### [PROBLEM TO SOLVE]
Write out the lines from the start of the records through the line containing "(517, 125), (539, 165)" as a numbered list, leaving out blank lines and the pictures.

Rows from a dataset

□ □ □ □

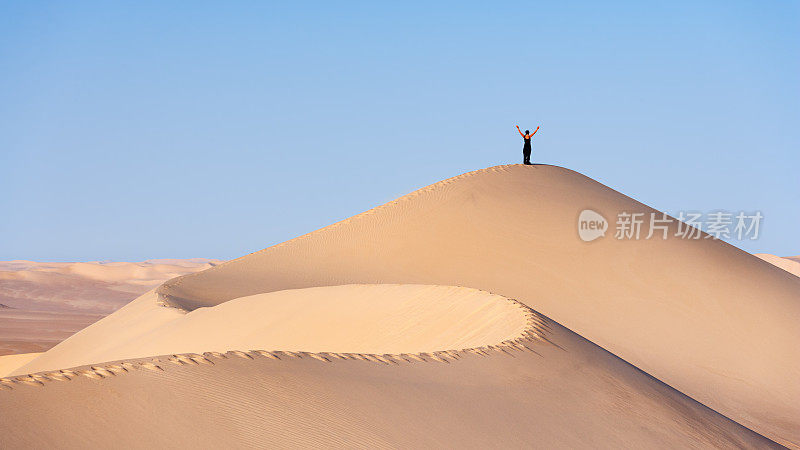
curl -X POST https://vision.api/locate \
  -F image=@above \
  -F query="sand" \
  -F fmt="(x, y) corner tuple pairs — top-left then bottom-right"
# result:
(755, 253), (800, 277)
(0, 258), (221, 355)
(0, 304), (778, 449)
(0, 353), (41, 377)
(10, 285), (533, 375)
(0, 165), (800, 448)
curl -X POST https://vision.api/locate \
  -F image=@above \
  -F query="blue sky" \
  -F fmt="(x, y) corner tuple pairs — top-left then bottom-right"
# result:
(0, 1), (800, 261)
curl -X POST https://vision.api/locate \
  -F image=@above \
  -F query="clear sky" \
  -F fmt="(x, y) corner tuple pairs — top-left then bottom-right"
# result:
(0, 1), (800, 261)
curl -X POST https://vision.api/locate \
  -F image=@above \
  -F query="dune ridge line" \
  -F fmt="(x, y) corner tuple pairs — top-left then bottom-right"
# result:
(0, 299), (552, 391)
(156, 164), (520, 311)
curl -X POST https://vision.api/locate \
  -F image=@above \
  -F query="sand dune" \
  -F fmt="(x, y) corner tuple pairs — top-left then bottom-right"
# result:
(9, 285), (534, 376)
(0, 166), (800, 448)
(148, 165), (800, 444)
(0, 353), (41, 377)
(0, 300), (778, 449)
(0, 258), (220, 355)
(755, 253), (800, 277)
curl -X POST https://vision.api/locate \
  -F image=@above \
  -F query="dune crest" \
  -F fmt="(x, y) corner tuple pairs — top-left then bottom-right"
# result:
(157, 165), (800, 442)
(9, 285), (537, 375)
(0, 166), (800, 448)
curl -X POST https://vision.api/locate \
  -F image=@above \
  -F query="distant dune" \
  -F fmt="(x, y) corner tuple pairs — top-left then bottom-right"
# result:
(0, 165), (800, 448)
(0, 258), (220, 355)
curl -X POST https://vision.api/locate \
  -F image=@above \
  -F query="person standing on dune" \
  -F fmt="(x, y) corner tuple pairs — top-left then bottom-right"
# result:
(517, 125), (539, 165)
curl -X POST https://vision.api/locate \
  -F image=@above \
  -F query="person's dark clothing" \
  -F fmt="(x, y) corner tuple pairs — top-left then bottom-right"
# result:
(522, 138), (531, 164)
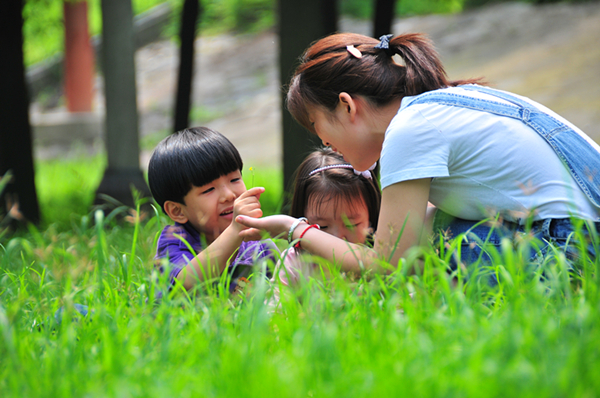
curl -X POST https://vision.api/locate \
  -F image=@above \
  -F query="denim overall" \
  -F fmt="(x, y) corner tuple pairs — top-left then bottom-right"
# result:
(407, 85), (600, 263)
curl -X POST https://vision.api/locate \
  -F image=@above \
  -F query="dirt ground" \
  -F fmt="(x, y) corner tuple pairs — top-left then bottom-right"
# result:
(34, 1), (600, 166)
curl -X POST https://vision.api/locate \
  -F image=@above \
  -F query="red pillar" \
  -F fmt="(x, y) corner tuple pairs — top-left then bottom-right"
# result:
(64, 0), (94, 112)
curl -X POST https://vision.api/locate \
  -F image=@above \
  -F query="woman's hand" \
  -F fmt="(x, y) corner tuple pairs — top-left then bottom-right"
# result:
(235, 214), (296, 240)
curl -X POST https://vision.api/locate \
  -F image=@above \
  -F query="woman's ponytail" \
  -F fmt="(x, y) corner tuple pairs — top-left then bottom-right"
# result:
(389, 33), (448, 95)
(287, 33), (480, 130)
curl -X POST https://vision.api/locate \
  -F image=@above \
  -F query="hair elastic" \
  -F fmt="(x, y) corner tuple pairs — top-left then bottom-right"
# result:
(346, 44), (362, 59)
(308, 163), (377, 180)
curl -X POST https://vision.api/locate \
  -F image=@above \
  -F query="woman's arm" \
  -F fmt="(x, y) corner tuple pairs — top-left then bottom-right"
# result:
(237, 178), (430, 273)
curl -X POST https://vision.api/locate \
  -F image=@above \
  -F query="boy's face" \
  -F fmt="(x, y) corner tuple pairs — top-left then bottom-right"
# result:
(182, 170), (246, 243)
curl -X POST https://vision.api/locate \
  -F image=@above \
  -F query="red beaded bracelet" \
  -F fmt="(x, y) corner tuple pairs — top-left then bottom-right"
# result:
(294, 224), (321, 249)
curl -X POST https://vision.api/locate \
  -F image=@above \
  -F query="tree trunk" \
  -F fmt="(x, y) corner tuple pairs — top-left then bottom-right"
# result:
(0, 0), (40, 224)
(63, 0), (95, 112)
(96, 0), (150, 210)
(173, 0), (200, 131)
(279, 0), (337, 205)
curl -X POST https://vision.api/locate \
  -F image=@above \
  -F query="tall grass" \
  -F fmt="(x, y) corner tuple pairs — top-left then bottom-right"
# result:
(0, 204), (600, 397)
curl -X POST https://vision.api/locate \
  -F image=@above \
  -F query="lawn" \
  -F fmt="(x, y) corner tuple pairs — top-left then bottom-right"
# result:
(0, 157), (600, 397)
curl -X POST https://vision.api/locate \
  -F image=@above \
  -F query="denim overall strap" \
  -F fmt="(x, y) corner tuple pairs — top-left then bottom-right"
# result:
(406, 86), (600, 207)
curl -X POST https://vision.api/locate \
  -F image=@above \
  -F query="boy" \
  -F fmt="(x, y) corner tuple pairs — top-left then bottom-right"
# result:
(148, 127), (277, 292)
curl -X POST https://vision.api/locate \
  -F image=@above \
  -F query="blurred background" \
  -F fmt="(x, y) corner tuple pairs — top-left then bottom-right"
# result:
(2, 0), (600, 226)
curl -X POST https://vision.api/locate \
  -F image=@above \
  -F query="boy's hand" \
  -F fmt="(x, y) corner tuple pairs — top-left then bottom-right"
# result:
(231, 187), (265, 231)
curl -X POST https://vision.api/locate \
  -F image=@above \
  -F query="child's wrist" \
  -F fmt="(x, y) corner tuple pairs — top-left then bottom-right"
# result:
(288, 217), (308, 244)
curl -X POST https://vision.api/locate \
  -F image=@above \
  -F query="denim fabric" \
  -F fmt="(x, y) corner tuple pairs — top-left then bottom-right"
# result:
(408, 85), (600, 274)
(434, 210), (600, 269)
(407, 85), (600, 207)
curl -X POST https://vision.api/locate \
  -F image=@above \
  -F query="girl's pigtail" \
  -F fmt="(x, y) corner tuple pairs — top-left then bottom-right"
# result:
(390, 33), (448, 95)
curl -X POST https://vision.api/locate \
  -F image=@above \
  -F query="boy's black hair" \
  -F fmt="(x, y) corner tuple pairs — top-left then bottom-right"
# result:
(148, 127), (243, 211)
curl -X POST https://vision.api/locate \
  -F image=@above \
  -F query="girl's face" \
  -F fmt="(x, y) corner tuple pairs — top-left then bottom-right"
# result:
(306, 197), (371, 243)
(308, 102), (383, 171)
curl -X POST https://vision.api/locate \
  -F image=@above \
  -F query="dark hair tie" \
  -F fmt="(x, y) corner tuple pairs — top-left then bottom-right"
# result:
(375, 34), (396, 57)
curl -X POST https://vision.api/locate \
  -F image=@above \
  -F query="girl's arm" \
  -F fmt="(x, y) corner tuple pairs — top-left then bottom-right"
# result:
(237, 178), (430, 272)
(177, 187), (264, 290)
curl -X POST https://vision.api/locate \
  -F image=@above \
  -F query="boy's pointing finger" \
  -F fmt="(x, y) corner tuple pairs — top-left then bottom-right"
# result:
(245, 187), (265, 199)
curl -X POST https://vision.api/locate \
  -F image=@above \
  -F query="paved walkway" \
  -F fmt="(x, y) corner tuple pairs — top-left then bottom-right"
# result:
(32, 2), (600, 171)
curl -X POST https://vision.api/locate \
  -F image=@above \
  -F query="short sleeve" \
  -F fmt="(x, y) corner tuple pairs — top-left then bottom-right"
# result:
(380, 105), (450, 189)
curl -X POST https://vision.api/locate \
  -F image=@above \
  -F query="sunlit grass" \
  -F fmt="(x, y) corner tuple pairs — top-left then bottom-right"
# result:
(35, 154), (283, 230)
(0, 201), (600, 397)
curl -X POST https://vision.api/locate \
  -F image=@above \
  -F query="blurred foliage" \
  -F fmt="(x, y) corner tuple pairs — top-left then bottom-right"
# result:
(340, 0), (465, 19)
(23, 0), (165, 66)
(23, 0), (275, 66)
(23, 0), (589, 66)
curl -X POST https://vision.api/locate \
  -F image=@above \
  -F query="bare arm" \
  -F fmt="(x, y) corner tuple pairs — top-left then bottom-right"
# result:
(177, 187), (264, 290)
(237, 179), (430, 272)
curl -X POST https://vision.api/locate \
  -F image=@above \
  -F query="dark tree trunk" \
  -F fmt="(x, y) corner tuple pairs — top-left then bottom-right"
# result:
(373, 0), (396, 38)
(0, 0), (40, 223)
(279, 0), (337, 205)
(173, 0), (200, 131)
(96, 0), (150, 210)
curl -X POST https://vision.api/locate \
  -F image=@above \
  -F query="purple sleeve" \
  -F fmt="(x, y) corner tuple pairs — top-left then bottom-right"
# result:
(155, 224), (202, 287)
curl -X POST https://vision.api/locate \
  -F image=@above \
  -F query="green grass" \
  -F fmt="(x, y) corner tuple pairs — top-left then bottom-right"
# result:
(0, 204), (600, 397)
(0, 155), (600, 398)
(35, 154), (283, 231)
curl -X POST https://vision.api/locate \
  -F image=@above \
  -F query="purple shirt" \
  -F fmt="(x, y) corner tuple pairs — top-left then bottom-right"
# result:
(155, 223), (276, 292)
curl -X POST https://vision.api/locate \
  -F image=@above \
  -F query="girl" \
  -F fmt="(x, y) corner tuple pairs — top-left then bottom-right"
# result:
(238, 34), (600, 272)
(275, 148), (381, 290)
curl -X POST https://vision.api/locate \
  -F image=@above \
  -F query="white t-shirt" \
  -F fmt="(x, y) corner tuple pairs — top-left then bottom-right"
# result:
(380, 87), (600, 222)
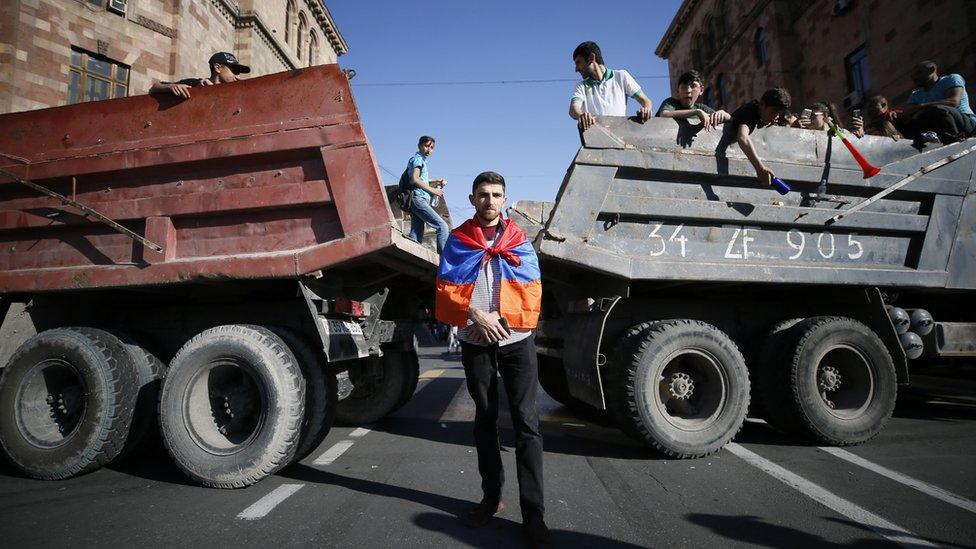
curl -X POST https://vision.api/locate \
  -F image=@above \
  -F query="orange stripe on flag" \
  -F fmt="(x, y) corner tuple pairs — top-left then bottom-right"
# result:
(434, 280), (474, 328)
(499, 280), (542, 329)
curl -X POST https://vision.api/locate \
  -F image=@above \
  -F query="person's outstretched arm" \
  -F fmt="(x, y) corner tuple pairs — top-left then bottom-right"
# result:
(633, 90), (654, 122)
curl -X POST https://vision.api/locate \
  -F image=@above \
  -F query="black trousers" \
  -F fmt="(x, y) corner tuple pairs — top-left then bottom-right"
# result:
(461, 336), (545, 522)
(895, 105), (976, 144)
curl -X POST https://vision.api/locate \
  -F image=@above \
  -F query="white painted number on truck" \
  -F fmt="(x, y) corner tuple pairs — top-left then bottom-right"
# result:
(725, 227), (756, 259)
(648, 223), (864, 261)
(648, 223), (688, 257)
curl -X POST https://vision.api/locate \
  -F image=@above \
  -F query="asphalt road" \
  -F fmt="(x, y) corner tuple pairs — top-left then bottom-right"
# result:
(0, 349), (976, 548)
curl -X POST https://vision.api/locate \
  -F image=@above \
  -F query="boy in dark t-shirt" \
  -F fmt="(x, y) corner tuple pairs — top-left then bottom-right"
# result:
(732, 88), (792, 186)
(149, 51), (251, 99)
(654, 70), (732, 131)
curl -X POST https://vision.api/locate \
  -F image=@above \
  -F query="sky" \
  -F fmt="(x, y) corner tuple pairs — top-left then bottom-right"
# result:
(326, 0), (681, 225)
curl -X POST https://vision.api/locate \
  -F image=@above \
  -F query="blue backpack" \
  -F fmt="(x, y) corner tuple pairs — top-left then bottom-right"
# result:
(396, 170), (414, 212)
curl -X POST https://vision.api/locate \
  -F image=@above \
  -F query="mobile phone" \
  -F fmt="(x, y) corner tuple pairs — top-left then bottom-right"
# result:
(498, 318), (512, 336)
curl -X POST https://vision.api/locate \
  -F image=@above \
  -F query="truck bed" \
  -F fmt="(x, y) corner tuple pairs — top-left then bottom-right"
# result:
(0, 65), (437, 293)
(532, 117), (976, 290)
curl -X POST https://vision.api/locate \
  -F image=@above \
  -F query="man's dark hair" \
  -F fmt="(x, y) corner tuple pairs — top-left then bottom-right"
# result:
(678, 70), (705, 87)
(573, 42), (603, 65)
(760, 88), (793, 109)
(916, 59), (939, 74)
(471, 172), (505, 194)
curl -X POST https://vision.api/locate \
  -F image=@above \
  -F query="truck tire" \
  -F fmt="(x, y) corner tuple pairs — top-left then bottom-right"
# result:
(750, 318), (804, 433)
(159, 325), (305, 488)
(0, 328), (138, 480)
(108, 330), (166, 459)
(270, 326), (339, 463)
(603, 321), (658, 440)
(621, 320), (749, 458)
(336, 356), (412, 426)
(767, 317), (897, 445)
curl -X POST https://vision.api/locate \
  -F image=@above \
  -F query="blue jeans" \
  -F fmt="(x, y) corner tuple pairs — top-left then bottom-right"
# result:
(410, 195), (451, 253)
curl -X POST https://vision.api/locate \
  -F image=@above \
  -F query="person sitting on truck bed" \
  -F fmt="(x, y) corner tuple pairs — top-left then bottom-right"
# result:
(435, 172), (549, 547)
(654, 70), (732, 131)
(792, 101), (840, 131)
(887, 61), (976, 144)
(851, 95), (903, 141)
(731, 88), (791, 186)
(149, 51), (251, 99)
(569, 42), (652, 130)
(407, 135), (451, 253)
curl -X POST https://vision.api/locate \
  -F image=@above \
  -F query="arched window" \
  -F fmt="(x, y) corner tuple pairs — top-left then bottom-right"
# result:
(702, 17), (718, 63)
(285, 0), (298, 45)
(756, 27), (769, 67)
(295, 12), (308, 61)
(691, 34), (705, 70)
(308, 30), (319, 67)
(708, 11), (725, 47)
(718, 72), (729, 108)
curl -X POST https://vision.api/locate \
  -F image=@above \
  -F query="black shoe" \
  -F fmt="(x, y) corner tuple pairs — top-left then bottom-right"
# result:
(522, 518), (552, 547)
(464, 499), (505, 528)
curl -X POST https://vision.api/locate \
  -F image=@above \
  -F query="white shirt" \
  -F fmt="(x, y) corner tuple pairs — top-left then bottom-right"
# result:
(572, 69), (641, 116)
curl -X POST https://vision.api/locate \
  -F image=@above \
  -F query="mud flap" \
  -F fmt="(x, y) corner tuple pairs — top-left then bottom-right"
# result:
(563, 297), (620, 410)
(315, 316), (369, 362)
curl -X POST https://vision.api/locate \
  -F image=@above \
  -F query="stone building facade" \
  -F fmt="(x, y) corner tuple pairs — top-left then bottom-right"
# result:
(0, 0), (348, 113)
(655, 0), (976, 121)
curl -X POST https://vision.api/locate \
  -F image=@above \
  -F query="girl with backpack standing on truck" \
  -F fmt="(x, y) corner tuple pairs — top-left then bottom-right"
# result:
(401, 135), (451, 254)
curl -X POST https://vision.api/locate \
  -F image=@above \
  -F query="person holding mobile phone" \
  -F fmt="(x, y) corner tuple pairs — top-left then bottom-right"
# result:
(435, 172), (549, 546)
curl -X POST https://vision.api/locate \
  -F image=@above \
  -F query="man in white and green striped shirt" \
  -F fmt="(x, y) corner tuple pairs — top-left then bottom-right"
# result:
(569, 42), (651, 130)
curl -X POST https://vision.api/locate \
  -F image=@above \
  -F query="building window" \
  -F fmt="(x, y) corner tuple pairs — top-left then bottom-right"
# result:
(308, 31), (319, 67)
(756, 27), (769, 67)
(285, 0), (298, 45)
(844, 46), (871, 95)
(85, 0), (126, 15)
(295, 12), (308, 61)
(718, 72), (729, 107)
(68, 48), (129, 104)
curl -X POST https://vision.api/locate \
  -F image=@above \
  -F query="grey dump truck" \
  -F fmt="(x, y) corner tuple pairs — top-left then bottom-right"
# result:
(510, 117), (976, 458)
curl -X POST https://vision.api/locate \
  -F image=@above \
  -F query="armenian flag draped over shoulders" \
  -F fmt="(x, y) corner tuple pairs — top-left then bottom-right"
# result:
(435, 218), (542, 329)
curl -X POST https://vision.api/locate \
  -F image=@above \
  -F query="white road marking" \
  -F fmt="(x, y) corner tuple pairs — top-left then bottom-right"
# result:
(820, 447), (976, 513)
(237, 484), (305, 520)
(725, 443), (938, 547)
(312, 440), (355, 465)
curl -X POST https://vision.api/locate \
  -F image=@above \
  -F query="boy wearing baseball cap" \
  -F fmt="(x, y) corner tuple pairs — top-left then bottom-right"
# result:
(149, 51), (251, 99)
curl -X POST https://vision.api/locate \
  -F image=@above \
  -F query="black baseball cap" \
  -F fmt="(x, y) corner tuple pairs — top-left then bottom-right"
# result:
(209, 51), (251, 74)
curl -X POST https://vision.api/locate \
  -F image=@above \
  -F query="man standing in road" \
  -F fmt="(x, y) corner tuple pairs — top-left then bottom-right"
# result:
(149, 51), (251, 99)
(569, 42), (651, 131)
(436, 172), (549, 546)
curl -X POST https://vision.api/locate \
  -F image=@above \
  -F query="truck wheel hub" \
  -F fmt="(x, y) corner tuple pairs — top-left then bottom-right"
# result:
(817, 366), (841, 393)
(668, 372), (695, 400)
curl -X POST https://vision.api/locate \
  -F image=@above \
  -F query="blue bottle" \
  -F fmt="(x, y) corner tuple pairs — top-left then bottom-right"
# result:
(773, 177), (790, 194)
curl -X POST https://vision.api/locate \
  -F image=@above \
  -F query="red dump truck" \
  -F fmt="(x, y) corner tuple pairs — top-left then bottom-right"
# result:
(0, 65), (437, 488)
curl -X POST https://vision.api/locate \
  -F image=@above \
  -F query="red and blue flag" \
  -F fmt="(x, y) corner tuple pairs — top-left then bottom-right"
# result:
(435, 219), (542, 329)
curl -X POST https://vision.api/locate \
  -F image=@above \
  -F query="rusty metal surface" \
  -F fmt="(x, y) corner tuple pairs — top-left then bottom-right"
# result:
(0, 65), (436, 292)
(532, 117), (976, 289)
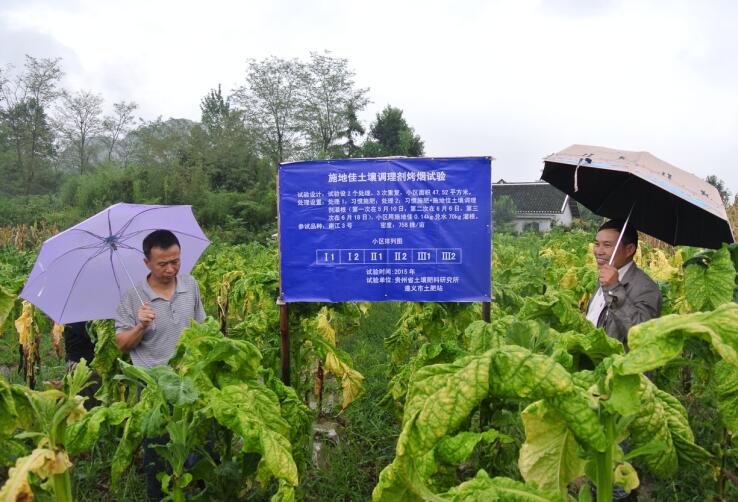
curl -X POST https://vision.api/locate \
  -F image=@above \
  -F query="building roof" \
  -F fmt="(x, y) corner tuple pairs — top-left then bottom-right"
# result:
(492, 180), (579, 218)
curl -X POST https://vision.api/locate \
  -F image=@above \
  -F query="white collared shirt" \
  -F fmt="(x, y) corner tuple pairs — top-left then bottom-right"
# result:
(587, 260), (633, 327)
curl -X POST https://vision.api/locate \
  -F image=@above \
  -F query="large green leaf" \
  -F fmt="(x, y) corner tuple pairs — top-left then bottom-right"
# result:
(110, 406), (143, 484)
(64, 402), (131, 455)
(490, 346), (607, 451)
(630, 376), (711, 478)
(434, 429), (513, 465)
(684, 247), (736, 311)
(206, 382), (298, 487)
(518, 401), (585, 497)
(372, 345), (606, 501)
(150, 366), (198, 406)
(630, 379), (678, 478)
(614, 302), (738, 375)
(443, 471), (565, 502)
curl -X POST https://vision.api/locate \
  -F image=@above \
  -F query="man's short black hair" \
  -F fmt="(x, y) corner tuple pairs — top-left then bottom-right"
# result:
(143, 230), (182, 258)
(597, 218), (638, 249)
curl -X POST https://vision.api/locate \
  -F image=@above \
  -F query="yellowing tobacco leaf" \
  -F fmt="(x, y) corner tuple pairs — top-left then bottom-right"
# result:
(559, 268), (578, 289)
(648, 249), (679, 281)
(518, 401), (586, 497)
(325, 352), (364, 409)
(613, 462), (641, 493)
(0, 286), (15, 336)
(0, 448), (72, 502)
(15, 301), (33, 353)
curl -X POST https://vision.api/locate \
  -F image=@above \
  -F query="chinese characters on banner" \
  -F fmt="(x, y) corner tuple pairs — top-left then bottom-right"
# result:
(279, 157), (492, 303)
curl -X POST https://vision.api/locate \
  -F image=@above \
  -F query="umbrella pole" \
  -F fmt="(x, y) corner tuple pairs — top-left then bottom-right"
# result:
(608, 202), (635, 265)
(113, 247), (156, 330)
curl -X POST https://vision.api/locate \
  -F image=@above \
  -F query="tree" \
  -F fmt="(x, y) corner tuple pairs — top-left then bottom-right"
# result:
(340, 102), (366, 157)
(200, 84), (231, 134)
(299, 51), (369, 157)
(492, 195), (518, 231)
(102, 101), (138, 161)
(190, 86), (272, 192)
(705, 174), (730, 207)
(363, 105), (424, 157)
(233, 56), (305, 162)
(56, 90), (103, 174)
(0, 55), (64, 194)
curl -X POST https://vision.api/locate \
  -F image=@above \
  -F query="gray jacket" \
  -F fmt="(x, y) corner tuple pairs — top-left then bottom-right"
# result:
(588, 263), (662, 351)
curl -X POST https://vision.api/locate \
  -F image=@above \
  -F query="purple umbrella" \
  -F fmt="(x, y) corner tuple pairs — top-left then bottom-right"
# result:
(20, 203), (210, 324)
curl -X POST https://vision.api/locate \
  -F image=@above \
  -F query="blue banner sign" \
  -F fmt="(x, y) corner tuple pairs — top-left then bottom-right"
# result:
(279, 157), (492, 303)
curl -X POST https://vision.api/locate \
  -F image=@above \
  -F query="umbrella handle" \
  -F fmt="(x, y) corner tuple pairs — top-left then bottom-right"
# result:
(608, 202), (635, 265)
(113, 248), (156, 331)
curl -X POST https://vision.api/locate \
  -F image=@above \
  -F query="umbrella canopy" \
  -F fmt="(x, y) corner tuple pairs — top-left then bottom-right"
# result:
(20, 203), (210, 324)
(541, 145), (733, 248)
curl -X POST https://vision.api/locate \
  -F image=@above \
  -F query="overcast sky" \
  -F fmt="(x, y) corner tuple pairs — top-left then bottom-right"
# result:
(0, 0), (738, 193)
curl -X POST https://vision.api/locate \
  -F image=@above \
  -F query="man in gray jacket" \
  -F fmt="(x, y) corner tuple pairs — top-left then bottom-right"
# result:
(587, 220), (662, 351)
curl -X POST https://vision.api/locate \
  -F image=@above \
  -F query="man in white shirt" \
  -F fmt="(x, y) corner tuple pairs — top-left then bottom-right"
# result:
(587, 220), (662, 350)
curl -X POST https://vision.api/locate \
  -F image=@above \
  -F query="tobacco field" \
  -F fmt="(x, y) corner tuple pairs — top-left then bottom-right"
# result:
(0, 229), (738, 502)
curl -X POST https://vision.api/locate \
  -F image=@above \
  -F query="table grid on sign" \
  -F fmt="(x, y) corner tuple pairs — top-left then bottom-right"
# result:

□ □ □ □

### [FINISHED TASK]
1. curl -X POST https://vision.api/locate \
2.   -F image=@above \
3.   -F query="sand" \
4.   -F fmt="(x, y) corner tuple pairs — top-left then bottom-right"
5. # result:
6. (755, 253), (800, 277)
7. (0, 258), (221, 355)
8. (0, 304), (778, 449)
9. (0, 353), (41, 377)
10. (10, 285), (533, 375)
11. (0, 165), (800, 448)
12. curl -X POST https://vision.api/locate \
13.   -F image=@above \
14.   -F query="blue sky" \
15.   -F fmt="(x, y) corner tuple pairs — top-left then bottom-right"
16. # result:
17. (0, 1), (800, 261)
18. curl -X POST https://vision.api/locate \
19.   -F image=@above \
20.   -F query="clear sky" \
21.   -F fmt="(x, y) corner tuple pairs — top-left then bottom-right"
22. # result:
23. (0, 1), (800, 261)
24. curl -X POST https://vision.api/locate \
25.   -F image=@above \
26.   -F query="dune ridge line" \
27.   -F fmt="(x, y) corner tuple pairs — top-left then bottom-right"
28. # result:
29. (0, 299), (552, 391)
30. (156, 164), (520, 311)
31. curl -X POST https://vision.api/locate \
32.   -F image=@above \
33.   -F query="sand dune" \
34.   -F fmt="(x, y) corner tuple pairs — top-left then bottom-right"
35. # result:
36. (9, 285), (534, 376)
37. (0, 166), (800, 448)
38. (148, 165), (800, 444)
39. (0, 353), (41, 377)
40. (0, 300), (778, 449)
41. (0, 258), (220, 355)
42. (755, 253), (800, 277)
43. curl -X POST https://vision.api/locate \
44.   -F image=@above \
45.   -F query="dune crest" \
46.   -F fmt="(x, y) corner tuple pairs — top-left then bottom-right"
47. # result:
48. (157, 165), (800, 442)
49. (9, 285), (537, 375)
50. (0, 166), (800, 448)
51. curl -X POST https://vision.api/locate \
52.   -F image=@above \
53.   -F query="distant dune" \
54.   -F fmt="(x, y) corner tuple pairs — top-left then bottom-right"
55. # result:
56. (0, 165), (800, 448)
57. (0, 258), (220, 355)
58. curl -X POST https://vision.api/locate \
59.   -F image=@above \
60.   -F query="person standing on dune" \
61.   -F fmt="(x, y) corner tuple pairs — top-left then bottom-right"
62. # result:
63. (517, 125), (539, 165)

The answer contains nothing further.